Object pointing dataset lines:
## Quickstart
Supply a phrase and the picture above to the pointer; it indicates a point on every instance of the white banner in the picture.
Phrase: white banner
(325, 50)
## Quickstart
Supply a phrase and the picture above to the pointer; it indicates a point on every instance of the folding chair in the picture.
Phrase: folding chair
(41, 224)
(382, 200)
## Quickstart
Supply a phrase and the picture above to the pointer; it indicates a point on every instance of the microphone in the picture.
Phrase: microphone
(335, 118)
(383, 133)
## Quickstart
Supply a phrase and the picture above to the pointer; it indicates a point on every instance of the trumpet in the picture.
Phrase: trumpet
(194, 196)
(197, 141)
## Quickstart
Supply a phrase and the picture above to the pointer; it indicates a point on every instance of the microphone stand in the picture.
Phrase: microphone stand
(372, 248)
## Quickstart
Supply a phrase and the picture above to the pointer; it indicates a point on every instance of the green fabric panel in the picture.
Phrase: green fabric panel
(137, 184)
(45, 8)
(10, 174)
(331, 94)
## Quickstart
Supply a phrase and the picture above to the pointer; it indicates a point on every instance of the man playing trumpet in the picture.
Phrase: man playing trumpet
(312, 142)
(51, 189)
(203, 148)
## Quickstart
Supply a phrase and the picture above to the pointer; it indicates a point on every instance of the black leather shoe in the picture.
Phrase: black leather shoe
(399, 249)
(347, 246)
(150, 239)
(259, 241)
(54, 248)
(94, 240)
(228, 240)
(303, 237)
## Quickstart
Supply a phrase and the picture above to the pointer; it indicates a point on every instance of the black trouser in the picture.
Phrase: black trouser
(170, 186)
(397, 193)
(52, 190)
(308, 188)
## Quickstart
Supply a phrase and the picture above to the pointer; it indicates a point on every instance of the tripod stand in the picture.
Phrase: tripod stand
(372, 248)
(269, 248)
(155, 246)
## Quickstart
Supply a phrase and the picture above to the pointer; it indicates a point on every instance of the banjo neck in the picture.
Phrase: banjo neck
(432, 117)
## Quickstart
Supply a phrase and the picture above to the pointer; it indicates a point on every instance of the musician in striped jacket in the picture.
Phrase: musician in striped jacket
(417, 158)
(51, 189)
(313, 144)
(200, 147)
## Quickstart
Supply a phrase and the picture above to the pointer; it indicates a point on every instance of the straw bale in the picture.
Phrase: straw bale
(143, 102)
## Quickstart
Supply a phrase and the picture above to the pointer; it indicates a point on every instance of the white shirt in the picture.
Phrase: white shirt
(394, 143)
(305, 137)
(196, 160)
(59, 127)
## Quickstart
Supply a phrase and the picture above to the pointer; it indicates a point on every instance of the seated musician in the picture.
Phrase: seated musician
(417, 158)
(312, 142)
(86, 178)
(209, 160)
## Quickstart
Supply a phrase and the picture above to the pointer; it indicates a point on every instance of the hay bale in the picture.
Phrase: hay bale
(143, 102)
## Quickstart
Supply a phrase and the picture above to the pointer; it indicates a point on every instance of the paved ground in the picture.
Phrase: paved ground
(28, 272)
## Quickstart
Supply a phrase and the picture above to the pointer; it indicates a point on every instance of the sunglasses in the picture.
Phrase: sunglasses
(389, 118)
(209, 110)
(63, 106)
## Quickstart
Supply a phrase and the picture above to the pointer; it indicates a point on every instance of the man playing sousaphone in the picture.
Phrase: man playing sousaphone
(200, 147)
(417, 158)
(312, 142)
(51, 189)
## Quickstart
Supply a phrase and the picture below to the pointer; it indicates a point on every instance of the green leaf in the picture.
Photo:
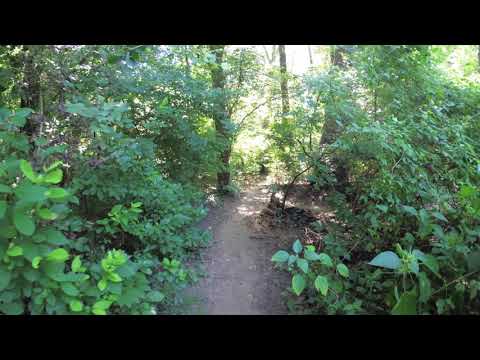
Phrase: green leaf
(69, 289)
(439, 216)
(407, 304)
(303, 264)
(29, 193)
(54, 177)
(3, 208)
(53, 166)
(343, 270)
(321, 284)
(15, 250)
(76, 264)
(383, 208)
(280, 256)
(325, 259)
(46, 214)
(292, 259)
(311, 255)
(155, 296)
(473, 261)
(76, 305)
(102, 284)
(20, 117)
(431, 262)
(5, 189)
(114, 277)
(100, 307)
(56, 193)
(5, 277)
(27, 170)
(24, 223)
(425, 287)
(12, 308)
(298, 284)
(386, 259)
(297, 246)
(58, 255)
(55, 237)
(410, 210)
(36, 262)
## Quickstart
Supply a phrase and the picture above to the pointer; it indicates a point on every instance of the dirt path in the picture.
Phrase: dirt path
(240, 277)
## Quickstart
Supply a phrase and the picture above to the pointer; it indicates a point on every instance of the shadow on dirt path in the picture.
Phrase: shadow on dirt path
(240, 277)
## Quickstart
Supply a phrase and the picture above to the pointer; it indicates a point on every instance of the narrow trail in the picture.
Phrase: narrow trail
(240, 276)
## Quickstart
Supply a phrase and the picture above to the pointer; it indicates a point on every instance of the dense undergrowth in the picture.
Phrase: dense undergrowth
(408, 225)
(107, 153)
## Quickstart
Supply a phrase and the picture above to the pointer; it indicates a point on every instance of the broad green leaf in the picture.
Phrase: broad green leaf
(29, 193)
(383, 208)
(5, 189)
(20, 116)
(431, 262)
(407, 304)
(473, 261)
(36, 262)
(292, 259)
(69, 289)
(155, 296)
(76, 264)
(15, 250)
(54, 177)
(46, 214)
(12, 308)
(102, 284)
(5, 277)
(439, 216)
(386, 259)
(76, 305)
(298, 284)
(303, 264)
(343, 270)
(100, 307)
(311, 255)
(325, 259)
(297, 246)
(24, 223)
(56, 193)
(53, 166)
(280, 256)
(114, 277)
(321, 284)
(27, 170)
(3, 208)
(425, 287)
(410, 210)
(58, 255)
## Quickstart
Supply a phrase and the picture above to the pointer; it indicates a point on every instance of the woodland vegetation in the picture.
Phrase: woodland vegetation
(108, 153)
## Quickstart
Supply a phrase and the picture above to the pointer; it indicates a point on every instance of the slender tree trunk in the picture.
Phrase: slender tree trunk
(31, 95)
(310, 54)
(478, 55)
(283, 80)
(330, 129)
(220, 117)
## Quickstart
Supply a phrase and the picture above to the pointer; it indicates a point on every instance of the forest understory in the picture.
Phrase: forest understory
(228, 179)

---

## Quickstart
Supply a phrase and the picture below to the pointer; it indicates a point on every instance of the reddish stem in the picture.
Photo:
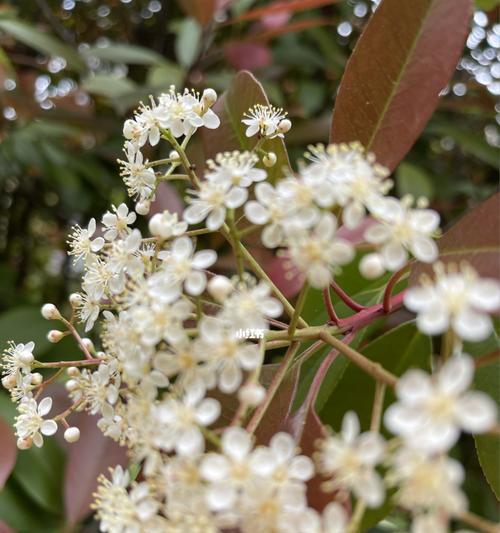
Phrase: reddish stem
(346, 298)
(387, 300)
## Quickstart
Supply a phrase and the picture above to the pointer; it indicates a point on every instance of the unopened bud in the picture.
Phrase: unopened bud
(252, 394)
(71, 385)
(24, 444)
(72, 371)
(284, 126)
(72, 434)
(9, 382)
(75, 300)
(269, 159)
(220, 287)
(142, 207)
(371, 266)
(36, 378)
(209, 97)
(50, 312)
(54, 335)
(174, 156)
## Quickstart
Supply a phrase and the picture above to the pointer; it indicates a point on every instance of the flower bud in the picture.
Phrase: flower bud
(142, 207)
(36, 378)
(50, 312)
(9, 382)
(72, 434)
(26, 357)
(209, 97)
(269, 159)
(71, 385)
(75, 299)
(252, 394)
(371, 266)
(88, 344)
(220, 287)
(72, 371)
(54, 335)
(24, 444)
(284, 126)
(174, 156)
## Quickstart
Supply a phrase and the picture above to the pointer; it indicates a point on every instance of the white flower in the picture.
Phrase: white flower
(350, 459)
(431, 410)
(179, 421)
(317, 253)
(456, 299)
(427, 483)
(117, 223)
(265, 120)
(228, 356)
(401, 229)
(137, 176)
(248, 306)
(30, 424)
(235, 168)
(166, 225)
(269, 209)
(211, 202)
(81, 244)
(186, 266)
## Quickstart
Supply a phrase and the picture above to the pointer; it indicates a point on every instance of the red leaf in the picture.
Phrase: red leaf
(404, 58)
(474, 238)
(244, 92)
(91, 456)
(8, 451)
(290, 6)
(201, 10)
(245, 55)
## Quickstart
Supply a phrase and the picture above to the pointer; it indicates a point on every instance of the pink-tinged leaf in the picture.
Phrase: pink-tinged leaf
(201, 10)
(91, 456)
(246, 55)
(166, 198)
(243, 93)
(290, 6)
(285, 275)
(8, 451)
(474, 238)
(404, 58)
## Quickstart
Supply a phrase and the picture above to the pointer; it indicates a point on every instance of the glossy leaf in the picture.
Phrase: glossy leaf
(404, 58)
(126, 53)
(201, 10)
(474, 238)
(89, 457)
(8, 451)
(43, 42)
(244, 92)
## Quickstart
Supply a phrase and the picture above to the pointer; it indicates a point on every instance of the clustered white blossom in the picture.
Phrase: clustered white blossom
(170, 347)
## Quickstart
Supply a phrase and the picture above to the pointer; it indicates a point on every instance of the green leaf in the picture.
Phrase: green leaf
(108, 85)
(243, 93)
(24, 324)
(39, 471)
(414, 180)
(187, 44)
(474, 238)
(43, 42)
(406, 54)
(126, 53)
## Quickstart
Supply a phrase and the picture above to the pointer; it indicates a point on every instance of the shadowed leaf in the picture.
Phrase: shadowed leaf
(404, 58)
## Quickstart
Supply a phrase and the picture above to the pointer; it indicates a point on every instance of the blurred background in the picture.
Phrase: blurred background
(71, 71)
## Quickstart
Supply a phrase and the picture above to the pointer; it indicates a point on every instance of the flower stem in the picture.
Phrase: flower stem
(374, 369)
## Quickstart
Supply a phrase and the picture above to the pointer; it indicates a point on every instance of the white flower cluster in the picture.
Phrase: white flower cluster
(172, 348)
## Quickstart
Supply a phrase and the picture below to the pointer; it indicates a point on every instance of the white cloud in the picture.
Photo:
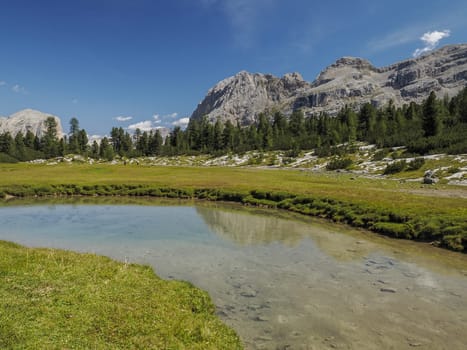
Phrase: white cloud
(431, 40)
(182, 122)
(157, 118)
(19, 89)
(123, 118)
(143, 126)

**Task instructions**
How many lines in the two blocks above contain the word "unopened"? Reply with the number only.

**Complete answer**
2